## Instructions for the task
Change every "front door" in the data below to "main door", keeping all else the same, and give the lines again without the pictures.

## Materials provided
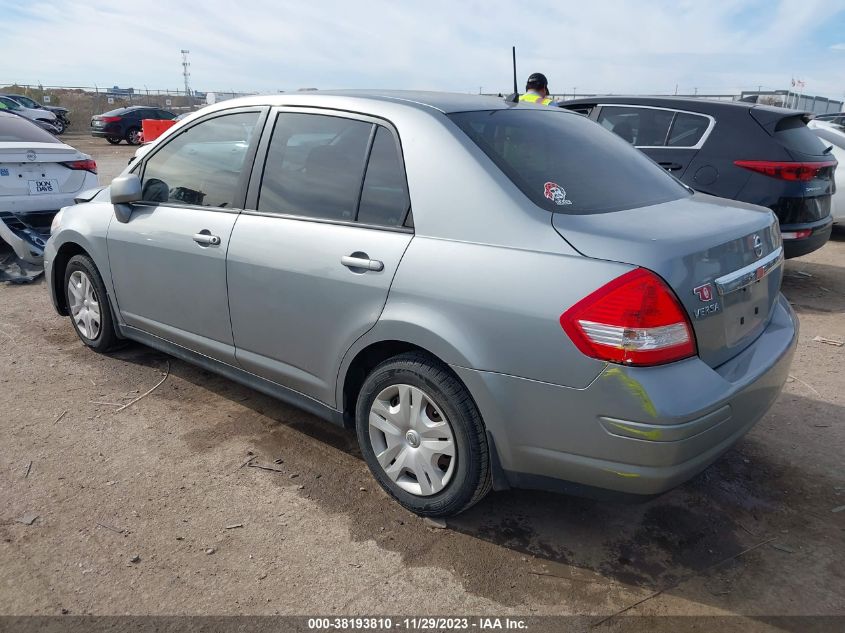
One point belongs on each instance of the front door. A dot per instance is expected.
(168, 262)
(310, 267)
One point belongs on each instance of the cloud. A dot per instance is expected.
(266, 45)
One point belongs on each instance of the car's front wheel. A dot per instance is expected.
(88, 304)
(422, 436)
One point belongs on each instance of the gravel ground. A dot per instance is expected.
(152, 510)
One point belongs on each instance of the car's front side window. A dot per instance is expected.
(201, 166)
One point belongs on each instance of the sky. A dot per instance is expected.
(614, 46)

## Expected answer
One point belongs on each instance of the main door. A dot per instance is expected.
(168, 262)
(310, 267)
One point belongs on each instance of the cloud. A dot per instance is expected.
(266, 45)
One point belongs on each instance of the car's front wheel. A dot per instance is expected.
(88, 304)
(422, 436)
One point belongs on each instance of the gravel ground. A dot per instance is expected.
(152, 510)
One point belongs on each instance of the car's front side window. A dot per instance is expected.
(201, 166)
One point belongs on each instance of the sky. A dot per instance is expected.
(614, 46)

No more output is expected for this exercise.